**What to produce**
Copy out the lines of every item below word for word, leaving the pictures out of your answer.

Extracted data entries
◆ ◆ ◆ ◆ ◆

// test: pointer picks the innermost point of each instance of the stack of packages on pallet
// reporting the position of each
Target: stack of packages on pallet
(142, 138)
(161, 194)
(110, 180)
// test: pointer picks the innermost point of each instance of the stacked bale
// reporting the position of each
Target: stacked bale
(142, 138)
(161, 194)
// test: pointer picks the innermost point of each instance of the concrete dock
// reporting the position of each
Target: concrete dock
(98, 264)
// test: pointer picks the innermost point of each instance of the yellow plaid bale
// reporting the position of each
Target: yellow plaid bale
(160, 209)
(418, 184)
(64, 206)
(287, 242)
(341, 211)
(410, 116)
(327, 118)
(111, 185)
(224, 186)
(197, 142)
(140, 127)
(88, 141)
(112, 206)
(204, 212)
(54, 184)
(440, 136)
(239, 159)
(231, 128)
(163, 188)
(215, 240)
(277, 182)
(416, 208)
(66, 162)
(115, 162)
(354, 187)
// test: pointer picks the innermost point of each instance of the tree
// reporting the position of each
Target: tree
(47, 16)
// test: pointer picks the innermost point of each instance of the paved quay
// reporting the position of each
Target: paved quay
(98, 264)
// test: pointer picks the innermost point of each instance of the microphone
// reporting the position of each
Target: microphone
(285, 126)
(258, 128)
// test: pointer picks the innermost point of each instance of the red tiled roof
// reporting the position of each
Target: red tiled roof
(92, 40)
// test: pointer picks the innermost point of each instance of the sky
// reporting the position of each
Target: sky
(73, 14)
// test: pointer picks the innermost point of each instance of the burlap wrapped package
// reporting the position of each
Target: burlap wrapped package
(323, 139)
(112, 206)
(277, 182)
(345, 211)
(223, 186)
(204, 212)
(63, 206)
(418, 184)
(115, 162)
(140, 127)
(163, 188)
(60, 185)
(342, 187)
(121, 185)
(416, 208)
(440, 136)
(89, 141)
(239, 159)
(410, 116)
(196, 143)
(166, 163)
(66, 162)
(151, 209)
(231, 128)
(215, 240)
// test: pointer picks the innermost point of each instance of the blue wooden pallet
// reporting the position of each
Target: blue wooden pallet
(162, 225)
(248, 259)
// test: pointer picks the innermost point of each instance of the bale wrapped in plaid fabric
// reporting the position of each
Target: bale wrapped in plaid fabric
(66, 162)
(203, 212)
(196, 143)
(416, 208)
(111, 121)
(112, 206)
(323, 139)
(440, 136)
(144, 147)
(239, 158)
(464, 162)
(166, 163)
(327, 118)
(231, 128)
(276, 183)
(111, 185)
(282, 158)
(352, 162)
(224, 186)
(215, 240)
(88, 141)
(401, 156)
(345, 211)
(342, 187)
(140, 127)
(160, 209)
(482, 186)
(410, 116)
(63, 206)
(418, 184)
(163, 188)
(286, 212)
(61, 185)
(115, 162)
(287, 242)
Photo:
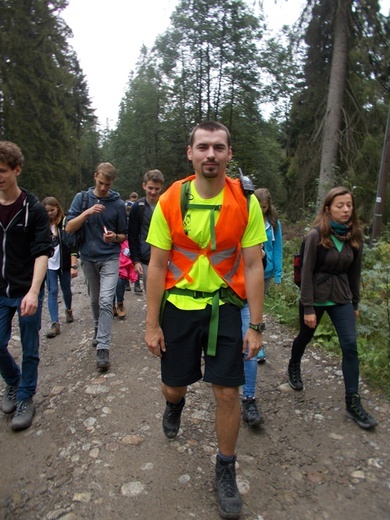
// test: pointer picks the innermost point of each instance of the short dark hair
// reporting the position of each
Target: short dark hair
(154, 176)
(106, 169)
(11, 154)
(210, 126)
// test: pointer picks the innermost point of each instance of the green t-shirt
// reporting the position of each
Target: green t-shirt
(197, 223)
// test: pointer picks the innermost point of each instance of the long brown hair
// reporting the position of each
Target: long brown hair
(52, 201)
(323, 219)
(271, 215)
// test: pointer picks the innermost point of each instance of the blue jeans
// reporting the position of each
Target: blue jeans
(250, 365)
(343, 319)
(101, 279)
(29, 327)
(52, 277)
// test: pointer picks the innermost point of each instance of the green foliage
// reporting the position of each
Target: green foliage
(373, 324)
(44, 103)
(205, 66)
(364, 109)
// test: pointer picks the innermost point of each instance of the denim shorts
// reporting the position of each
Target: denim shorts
(186, 336)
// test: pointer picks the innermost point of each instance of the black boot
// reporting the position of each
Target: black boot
(357, 413)
(171, 418)
(229, 498)
(250, 413)
(294, 376)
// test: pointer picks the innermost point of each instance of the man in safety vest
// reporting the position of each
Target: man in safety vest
(205, 262)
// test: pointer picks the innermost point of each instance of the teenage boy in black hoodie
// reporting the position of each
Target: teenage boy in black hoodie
(25, 246)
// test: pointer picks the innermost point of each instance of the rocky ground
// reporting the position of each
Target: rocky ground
(96, 448)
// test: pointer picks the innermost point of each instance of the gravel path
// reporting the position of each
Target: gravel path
(96, 448)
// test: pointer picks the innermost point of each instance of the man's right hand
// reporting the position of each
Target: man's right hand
(154, 338)
(96, 208)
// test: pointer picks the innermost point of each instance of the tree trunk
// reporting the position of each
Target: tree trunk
(382, 184)
(334, 106)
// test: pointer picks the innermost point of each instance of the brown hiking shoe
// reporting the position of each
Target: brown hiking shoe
(120, 310)
(54, 330)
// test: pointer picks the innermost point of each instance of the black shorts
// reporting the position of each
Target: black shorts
(186, 336)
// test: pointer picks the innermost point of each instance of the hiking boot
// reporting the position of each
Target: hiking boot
(25, 411)
(120, 309)
(228, 496)
(250, 413)
(357, 413)
(294, 376)
(94, 340)
(69, 316)
(261, 356)
(8, 404)
(171, 418)
(103, 362)
(54, 330)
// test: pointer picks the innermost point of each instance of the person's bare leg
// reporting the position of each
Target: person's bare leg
(227, 418)
(174, 396)
(227, 425)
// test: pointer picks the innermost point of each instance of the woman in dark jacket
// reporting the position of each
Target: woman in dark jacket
(62, 266)
(330, 277)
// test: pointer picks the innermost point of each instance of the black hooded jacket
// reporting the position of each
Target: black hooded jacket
(26, 238)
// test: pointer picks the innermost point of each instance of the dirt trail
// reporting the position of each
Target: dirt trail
(96, 448)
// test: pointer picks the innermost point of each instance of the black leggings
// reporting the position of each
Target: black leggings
(343, 319)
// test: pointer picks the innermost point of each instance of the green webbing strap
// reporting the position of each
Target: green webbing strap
(225, 294)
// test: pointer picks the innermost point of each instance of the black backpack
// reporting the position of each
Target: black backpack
(73, 240)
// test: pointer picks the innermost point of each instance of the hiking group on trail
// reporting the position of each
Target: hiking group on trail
(198, 247)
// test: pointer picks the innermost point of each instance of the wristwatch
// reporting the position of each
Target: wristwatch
(260, 327)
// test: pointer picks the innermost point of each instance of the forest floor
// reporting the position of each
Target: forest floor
(96, 448)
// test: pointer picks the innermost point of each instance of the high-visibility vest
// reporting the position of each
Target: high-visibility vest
(224, 249)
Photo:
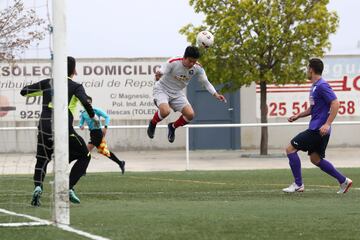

◆ ◆ ◆ ◆ ◆

**The response**
// test: pointer picks the innermost point of each instance of the stack of packages on pallet
// reporting the position of each
Target: stack of packages on pallet
(142, 138)
(161, 194)
(110, 180)
// test: pointer picks the innermost point of each instance of the stacked bale
// reporting the position of each
Target: stacked bale
(142, 138)
(161, 194)
// test: pointer picks the innermost point of each instance of the concrete dock
// reporting the position of each
Target: concrete dock
(98, 264)
// test: pointer picks the innermost point of each instance of the yellow plaid bale
// reporting the position of each
Target: yellow plaid bale
(160, 209)
(418, 184)
(64, 206)
(287, 242)
(341, 211)
(410, 116)
(327, 118)
(111, 185)
(224, 186)
(197, 142)
(140, 127)
(88, 141)
(112, 206)
(204, 212)
(54, 184)
(440, 136)
(239, 159)
(231, 128)
(163, 188)
(215, 240)
(277, 182)
(416, 208)
(66, 162)
(115, 162)
(354, 187)
// test: pointer picks the innermost point of each instance of the tree
// reporting the position of each
Target: tree
(47, 16)
// test: pointer picks the innermost point of each instance of the paved quay
// reporting the position of each
Target: paved quay
(98, 264)
// test: pointer picks the innermost point of each instance of the microphone
// reporting the position of each
Target: microphone
(285, 126)
(258, 128)
// test: pointer picks the innermost point of each instance of the red tiled roof
// reporting the position of each
Target: red tiled roof
(92, 40)
// test: pointer picks the innermost point of each instance of the sky
// reporting the position of each
Target: sky
(73, 14)
// test: pointer picks the innermost point of each instance of the burlap wrapped package
// reporting the position of each
Target: burlap wrapped package
(323, 139)
(112, 206)
(277, 182)
(345, 211)
(223, 186)
(204, 212)
(63, 206)
(418, 184)
(115, 162)
(140, 127)
(163, 188)
(60, 185)
(342, 187)
(121, 185)
(416, 208)
(440, 136)
(89, 141)
(239, 159)
(410, 116)
(196, 143)
(166, 163)
(66, 162)
(151, 209)
(231, 128)
(215, 240)
// test: pointer picks the innermost point of each instance of the blue wooden pallet
// reporting the position of each
Target: blue wooden pallet
(162, 225)
(248, 259)
// test: pointer picks the innermost point of each instance of the bale wrapped in plaid fabric
// reporting the position of each
Target: bale wrapped in plaid fabric
(66, 162)
(203, 212)
(196, 143)
(416, 208)
(111, 121)
(112, 206)
(323, 139)
(440, 136)
(144, 147)
(239, 158)
(464, 162)
(166, 163)
(327, 118)
(231, 128)
(276, 183)
(111, 185)
(282, 158)
(352, 162)
(224, 186)
(215, 240)
(88, 141)
(401, 156)
(345, 211)
(342, 187)
(140, 127)
(160, 209)
(482, 186)
(410, 116)
(63, 206)
(418, 184)
(163, 188)
(286, 212)
(61, 185)
(115, 162)
(287, 242)
Photo:
// test: pointer picks the innermost point of each instance of the short dark hair
// reporting the position of each
Target: short dark hair
(154, 176)
(106, 169)
(11, 154)
(210, 126)
// test: pointer picks the innermost point of each instance of the green t-shirt
// reporting the position of each
Target: green t-shirt
(197, 223)
// test: pointer picks the innermost point of each instance of the long brown hair
// reporting the position of each
Target: long brown hair
(52, 201)
(323, 219)
(271, 215)
// test: pointer picks the innermost point of each instance of the blue jeans
// reporting the position of each
Target: blue jeans
(250, 365)
(343, 319)
(101, 279)
(29, 327)
(52, 277)
// test: pointer picks the innermost point of each instance of the green foliage
// reporting the position of each
Target: green foliage
(373, 324)
(44, 103)
(205, 66)
(364, 109)
// test: pointer picks the innermost point of each instance of the denim shorts
// reporting the position of each
Target: denim shorts
(186, 336)
// test: pointer picks the innermost point of each instance of the black boot
// reporting the position of each
Target: black boot
(357, 413)
(171, 418)
(229, 498)
(250, 413)
(294, 376)
// test: pointer picks the innermost point of each instance of the man in safety vest
// reporting the position of each
Target: man in safety vest
(205, 262)
// test: pointer picks the innermost point of each instance of the teenage boy in black hoodie
// reporting the position of each
Target: teenage boy in black hoodie
(25, 246)
// test: pointer picks the innermost point of each instance of the rocky ground
// reporting the position of each
Target: rocky ground
(96, 448)
// test: pointer picks the innermost point of each instance of the gravel path
// reporting the position of each
Target: gravel path
(96, 448)
// test: pointer picks the innermost point of each instance of the man's right hand
// reporting the position of each
Target: man's right hand
(154, 338)
(96, 208)
// test: pointer picks the innermost point of each instance of the tree trunk
// reporting the position of each
Target: tree trunk
(382, 184)
(334, 106)
// test: pointer picks the innermost point of each instance of the brown hiking shoe
// reporting the position of each
Target: brown hiking shoe
(120, 310)
(54, 330)
// test: pointer picks the innermost point of each instance of the black shorts
// reporting the position of each
Target: black shorts
(186, 336)
// test: pointer picks the innermost point of each instance of the hiking boot
// reporting the position of each
Target: hiking boot
(25, 411)
(120, 309)
(228, 496)
(250, 413)
(357, 413)
(294, 376)
(94, 340)
(69, 316)
(261, 356)
(8, 404)
(171, 418)
(103, 362)
(54, 330)
// test: pointer picks the innermost point of each instance of the person's bare leg
// reporting the position of each
Target: person's bare leg
(227, 418)
(174, 396)
(227, 425)
// test: pointer picks the innermost point of each instance of the woman in dark jacket
// reporting the position of each
Target: woman in dark jacket
(62, 266)
(330, 277)
// test: pointer picks the innermost point of each instance of the black hooded jacket
// reporting the position of each
Target: black hooded jacket
(26, 238)
// test: pointer picks the innermost point of each instance of the dirt trail
// reporting the position of each
Target: dirt trail
(96, 448)
// test: pointer picks the innermost point of each instance of the black leggings
// reporting the position of each
Target: black leggings
(343, 319)
// test: pointer picks the innermost point of each instance of the green webbing strap
// reporting the position of each
Target: green webbing strap
(225, 294)
// test: pointer picks the innermost point of each instance of the black backpack
// reporting the position of each
Target: black backpack
(73, 240)
// test: pointer picks the innermost point of each instance of the hiking group on trail
// reporting the position of each
Target: hiking group on trail
(198, 247)
// test: pointer picks the innermost point of each instance of the wristwatch
// reporting the position of each
Target: wristwatch
(260, 327)
// test: pointer picks the innermost point of each instance of the forest floor
// reporting the position of each
Target: forest floor
(96, 448)
// test: pointer picks the innermost point of each instance of the high-visibility vest
// reporting the position of each
Target: high-visibility vest
(224, 249)
Photo:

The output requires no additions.